Task requirements: Give back only the lines from the one with "Please identify the exposed" through the last line of the data, exactly as they appear.

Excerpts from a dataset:

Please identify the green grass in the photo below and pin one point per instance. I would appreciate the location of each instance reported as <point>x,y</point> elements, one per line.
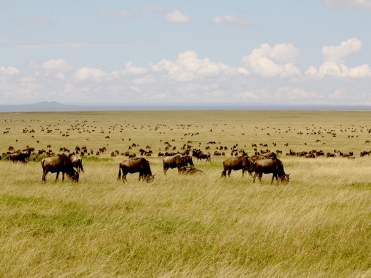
<point>180,226</point>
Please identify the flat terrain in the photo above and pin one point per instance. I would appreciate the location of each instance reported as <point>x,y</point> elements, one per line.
<point>319,225</point>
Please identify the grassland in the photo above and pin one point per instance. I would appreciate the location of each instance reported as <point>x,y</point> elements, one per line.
<point>319,225</point>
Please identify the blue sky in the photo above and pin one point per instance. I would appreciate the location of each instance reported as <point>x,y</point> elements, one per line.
<point>186,52</point>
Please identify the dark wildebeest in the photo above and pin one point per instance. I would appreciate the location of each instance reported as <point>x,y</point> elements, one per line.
<point>200,155</point>
<point>59,163</point>
<point>190,171</point>
<point>176,161</point>
<point>243,163</point>
<point>76,161</point>
<point>135,165</point>
<point>270,166</point>
<point>21,156</point>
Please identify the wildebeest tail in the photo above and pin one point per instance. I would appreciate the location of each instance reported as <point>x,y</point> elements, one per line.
<point>80,165</point>
<point>119,177</point>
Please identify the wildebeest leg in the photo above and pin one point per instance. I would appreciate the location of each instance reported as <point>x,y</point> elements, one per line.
<point>223,174</point>
<point>44,175</point>
<point>260,177</point>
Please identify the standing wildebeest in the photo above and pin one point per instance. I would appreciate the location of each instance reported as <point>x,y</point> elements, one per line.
<point>135,165</point>
<point>268,166</point>
<point>190,171</point>
<point>200,155</point>
<point>21,156</point>
<point>76,161</point>
<point>59,163</point>
<point>237,163</point>
<point>176,161</point>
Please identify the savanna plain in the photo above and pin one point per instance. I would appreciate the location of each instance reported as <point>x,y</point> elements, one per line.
<point>318,225</point>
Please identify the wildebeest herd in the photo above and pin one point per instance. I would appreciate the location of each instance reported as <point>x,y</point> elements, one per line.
<point>262,161</point>
<point>71,165</point>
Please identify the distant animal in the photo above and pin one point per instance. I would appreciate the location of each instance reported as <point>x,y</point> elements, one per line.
<point>184,170</point>
<point>21,156</point>
<point>57,164</point>
<point>135,165</point>
<point>176,161</point>
<point>243,163</point>
<point>76,161</point>
<point>273,166</point>
<point>200,155</point>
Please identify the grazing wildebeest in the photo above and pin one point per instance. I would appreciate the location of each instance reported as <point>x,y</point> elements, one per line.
<point>200,155</point>
<point>270,166</point>
<point>176,161</point>
<point>76,162</point>
<point>135,165</point>
<point>243,163</point>
<point>190,171</point>
<point>59,163</point>
<point>21,156</point>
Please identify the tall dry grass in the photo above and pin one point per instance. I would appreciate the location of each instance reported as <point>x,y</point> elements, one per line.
<point>180,226</point>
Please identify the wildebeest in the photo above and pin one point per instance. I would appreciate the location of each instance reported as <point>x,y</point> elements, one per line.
<point>270,166</point>
<point>135,165</point>
<point>200,155</point>
<point>76,162</point>
<point>243,163</point>
<point>59,163</point>
<point>176,161</point>
<point>21,156</point>
<point>190,171</point>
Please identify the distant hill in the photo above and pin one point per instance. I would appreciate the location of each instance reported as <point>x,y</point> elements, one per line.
<point>53,106</point>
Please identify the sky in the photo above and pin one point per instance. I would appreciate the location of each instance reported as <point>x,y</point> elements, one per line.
<point>186,52</point>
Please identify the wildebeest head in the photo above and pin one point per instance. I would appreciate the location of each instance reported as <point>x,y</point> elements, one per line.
<point>285,179</point>
<point>149,178</point>
<point>188,160</point>
<point>73,175</point>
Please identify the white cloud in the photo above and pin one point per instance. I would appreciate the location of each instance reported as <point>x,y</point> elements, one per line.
<point>336,53</point>
<point>56,64</point>
<point>135,89</point>
<point>177,17</point>
<point>340,70</point>
<point>352,4</point>
<point>338,93</point>
<point>129,69</point>
<point>235,21</point>
<point>152,9</point>
<point>9,70</point>
<point>189,67</point>
<point>86,73</point>
<point>334,65</point>
<point>261,60</point>
<point>144,80</point>
<point>122,14</point>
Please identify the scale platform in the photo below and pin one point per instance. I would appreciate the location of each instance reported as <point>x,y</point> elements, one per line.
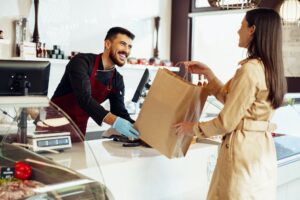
<point>41,141</point>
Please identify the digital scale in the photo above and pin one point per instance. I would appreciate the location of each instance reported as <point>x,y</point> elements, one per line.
<point>48,141</point>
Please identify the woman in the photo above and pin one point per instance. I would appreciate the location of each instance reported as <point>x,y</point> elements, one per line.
<point>246,166</point>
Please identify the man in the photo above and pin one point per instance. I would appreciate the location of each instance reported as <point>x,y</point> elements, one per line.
<point>90,79</point>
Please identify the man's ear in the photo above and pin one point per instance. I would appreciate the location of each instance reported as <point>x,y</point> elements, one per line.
<point>252,29</point>
<point>107,44</point>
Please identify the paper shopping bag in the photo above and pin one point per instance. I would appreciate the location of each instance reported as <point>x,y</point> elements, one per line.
<point>170,100</point>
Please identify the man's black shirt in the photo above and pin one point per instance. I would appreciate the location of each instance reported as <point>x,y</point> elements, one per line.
<point>76,79</point>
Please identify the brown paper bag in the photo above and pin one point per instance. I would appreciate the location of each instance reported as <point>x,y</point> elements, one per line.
<point>170,100</point>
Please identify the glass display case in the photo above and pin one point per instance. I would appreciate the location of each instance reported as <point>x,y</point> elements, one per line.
<point>32,130</point>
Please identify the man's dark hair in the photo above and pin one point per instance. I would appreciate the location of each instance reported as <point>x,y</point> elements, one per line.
<point>114,31</point>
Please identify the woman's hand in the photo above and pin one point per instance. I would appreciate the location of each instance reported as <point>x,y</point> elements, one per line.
<point>184,128</point>
<point>196,67</point>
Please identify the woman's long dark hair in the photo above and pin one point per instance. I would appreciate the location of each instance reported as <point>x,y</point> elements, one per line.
<point>267,46</point>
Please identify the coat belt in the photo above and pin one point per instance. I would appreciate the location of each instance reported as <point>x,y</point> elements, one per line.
<point>254,125</point>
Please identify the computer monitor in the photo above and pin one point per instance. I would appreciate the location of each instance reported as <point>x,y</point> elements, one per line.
<point>143,84</point>
<point>23,77</point>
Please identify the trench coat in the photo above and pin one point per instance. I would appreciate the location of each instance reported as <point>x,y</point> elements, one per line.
<point>246,166</point>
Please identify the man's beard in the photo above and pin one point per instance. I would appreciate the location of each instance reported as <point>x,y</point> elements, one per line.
<point>115,60</point>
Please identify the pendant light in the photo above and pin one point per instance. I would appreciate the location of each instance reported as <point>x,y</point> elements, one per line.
<point>290,11</point>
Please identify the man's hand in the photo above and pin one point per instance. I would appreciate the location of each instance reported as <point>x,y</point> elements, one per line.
<point>124,127</point>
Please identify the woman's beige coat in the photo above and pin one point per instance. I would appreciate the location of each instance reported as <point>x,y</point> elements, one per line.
<point>246,166</point>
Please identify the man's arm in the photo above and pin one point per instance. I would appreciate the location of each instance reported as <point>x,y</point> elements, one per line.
<point>116,98</point>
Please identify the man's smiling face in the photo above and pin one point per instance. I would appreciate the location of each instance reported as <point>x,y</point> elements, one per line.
<point>120,48</point>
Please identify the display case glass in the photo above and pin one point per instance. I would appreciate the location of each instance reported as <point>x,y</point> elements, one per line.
<point>32,130</point>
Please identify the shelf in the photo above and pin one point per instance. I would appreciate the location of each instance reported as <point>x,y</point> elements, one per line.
<point>126,66</point>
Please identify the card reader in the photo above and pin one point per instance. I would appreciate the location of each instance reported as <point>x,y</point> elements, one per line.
<point>49,141</point>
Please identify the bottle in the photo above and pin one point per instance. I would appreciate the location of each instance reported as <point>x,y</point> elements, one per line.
<point>45,55</point>
<point>39,52</point>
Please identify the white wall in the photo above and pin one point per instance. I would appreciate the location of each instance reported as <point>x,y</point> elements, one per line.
<point>78,25</point>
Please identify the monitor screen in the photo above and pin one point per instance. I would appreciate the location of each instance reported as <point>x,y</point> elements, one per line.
<point>142,84</point>
<point>23,77</point>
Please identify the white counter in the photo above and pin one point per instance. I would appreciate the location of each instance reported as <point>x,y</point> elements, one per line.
<point>143,173</point>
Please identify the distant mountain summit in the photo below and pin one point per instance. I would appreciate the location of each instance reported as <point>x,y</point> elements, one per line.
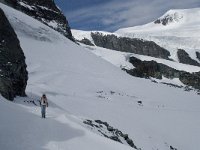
<point>175,22</point>
<point>170,17</point>
<point>45,11</point>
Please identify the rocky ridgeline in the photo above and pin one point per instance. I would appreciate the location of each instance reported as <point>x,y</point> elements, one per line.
<point>132,45</point>
<point>104,129</point>
<point>184,58</point>
<point>169,18</point>
<point>13,73</point>
<point>45,11</point>
<point>147,69</point>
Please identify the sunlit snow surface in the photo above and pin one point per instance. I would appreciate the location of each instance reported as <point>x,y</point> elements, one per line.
<point>184,33</point>
<point>72,77</point>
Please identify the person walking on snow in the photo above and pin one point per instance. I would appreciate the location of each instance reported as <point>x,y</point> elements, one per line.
<point>43,104</point>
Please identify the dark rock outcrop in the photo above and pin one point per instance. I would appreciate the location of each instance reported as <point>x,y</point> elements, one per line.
<point>45,11</point>
<point>86,42</point>
<point>185,58</point>
<point>131,45</point>
<point>147,69</point>
<point>13,73</point>
<point>198,55</point>
<point>169,18</point>
<point>190,79</point>
<point>110,132</point>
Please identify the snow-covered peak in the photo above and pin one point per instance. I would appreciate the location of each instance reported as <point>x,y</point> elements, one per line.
<point>179,22</point>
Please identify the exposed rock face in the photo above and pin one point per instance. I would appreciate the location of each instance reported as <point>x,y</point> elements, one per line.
<point>125,44</point>
<point>86,42</point>
<point>185,58</point>
<point>13,73</point>
<point>45,11</point>
<point>103,128</point>
<point>147,69</point>
<point>169,18</point>
<point>190,79</point>
<point>198,55</point>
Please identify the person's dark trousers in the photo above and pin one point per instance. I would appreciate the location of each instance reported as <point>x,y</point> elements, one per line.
<point>43,111</point>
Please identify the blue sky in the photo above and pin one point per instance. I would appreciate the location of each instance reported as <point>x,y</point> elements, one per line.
<point>110,15</point>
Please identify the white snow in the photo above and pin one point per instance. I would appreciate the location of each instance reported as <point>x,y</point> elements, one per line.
<point>71,78</point>
<point>182,33</point>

Result of this task:
Please identify the exposed rock face in the photo above and pin one point per instance. I would appreciate the location of each instance reported as <point>x,y</point> elements, one per line.
<point>125,44</point>
<point>86,42</point>
<point>185,58</point>
<point>13,73</point>
<point>45,11</point>
<point>103,128</point>
<point>147,69</point>
<point>169,18</point>
<point>190,79</point>
<point>198,55</point>
Please identify the person's dark trousers in the photo above and pin one point per instance. I would appreciate the location of each instance reported as <point>x,y</point> elements, one per line.
<point>43,111</point>
Please identify the blue sky in the photo above and pin one point per instance. I would appreciate the location of each instance reported as <point>x,y</point> elements, one per line.
<point>110,15</point>
Please identify the white snow in the photo above and pin one point per instance. I would appreciate the location of each instance reported as <point>x,y</point> elements, one per line.
<point>71,78</point>
<point>182,33</point>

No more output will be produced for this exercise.